SOURCE PASSAGE
2015-01-27 Thread Alexej Magura
I don't think I'll use the toplevel-command stuff after all: I can't 
promise that the toplevel symbols readline exports won't get 
overwritten, and I'm not entirely sure readline has any business 
providing private toplevel symbols that are only applicable to it. It 
might confuse less-experienced users*, for one, and for another there's 
the already mentioned possibility of symbol collision, unless somebody 
more knowledge on this subject can prove otherwise.


* In the sense that they may not realize that it's part of readline and 
so may expect it's behavior to remain consistent even when readline is 
not in use.


On 01/27/2015 01:36 AM, Peter Bex wrote:

On Tue, Jan 27, 2015 at 09:10:31AM +0100, Shawn Rutledge wrote:

On 26 January 2015 at 00:02, Matt Welland mattrwell...@gmail.com wrote:

 From http://wiki.call-cc.org/man/4/Using%20the%20interpreter the

,commands are called toplevel commands and you can define them with:

(toplevel-command SYMBOL PROC [HELPSTRING])

DATASET ENTRIES

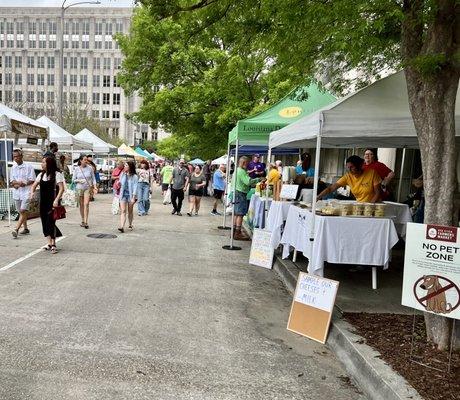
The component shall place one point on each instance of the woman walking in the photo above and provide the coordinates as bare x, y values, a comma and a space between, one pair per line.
143, 188
51, 183
195, 192
128, 194
83, 177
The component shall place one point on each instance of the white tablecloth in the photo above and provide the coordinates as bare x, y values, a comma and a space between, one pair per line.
339, 240
277, 214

THE EXERCISE
Set down the mailing-list message about readline above, word for word, from "2015-01-27 Thread Alexej" up to and including "can prove otherwise.".

TASK RESPONSE
2015-01-27 Thread Alexej Magura
I don't think I'll use the toplevel-command stuff after all: I can't 
promise that the toplevel symbols readline exports won't get 
overwritten, and I'm not entirely sure readline has any business 
providing private toplevel symbols that are only applicable to it. It 
might confuse less-experienced users*, for one, and for another there's 
the already mentioned possibility of symbol collision, unless somebody 
more knowledge on this subject can prove otherwise.